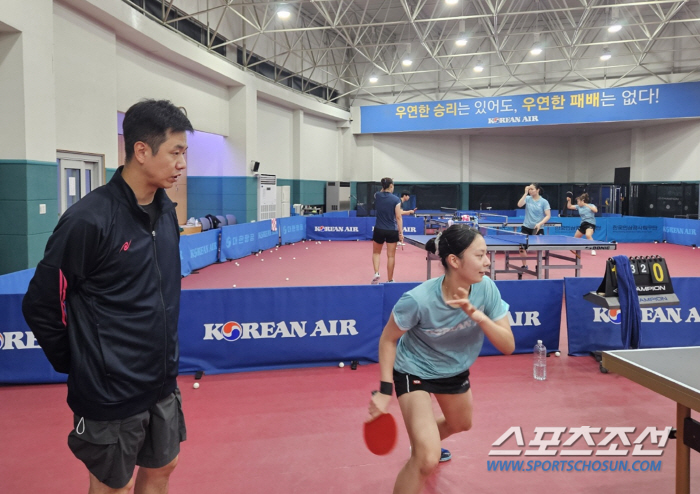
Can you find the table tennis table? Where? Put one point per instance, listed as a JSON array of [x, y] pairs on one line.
[[545, 247], [443, 223], [675, 374]]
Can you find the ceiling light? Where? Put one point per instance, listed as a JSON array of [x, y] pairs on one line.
[[283, 12], [615, 26]]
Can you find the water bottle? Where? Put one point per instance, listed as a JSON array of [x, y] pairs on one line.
[[539, 369]]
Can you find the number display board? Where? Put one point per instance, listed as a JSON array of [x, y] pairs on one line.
[[650, 276]]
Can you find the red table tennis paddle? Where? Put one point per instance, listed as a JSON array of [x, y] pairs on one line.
[[381, 434]]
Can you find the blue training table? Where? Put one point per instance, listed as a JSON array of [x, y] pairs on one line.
[[545, 247]]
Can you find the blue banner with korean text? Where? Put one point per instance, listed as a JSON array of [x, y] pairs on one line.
[[21, 358], [618, 104], [268, 328], [682, 231], [321, 228], [239, 241], [292, 229], [591, 328], [413, 225], [268, 235], [198, 250], [634, 229]]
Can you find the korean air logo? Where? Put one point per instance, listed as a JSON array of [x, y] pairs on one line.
[[231, 331], [615, 316]]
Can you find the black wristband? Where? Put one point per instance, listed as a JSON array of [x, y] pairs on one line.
[[386, 388]]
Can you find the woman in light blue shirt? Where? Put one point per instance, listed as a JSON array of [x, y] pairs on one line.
[[587, 212], [433, 336]]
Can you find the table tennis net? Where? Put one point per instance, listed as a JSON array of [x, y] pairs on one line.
[[492, 218], [504, 235]]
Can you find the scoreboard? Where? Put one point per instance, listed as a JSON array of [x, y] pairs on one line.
[[651, 277]]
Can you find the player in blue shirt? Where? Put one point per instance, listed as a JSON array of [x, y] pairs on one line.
[[434, 335], [388, 228], [537, 213], [587, 212]]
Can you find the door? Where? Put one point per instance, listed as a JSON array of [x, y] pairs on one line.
[[78, 175]]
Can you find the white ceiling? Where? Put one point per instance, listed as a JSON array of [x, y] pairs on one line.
[[341, 43]]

Try it:
From the first line to the last, set down the records above exactly and skip the pictures.

Exercise response:
Can you find the table tennis table? Where? Put one point per instance, listed as a JSON array of [x, y] pairs on one line.
[[545, 247], [443, 223], [675, 374]]
Can you find the ceiling light? Where? Put one point per instance, listed as a JSON array of [x, y] pairs on one line.
[[283, 12], [615, 26]]
Can you find the water bottle? Where? Put one point per instance, listed as a JSON array of [x, y] pairs on one line.
[[539, 369]]
Can you find the number display board? Where? Put one point per instance, listed as a JSON array of [x, y] pairs on one line.
[[650, 276]]
Can you find the red table tennis paddle? Where? Put one point per instance, listed as a JSON array of [x, y] pairs on one line.
[[381, 434]]
Can you find the blue training table? Where? Put one point per instance, listed as a JSON array of [x, y] pairs on one line.
[[545, 247]]
Can you find the blue banner with korean text? Where? Put one point per instance, listed as a JSON array of [x, y] pairs on one line.
[[21, 358], [618, 104], [268, 328], [682, 231], [321, 228], [239, 241], [292, 229], [591, 328], [413, 225], [268, 235], [198, 250], [634, 229]]
Can you find the korean air logo? Where? Put one point per instance, listed as a JSON array of [x, y] pairs on one line.
[[231, 331], [615, 316]]
Can you find the black wristband? Where? Put one point per instance, listed as a JSON array of [x, y] pairs on one line.
[[386, 388]]
Can you find the woman in light blue shirt? Where? Put one point per instance, listed as a JSON array of [x, y] pairs on one line.
[[587, 212], [433, 336]]
Can you find the table tennis net? Where? Put one point per instance, listed as a JSON array of [x, y] pairs on one line.
[[492, 218], [504, 235]]
Can you find the scoreboard? Where? Put one point per instance, listed as a JSON array of [x, y] pairs on one line.
[[651, 277]]
Can you find the player in blue shirt? Where? Put one point per instance, listed as a JSON array of [x, y] pairs on one line.
[[434, 335], [388, 228], [537, 213], [587, 212]]
Can you find the door? Where? Put one point per instance, listed as a JSON array of [x, y] pairs on one line.
[[78, 175]]
Can you find the white ceiling? Where? Put one point per instance, listed as a JSON array of [x, y] pairs on one line.
[[341, 43]]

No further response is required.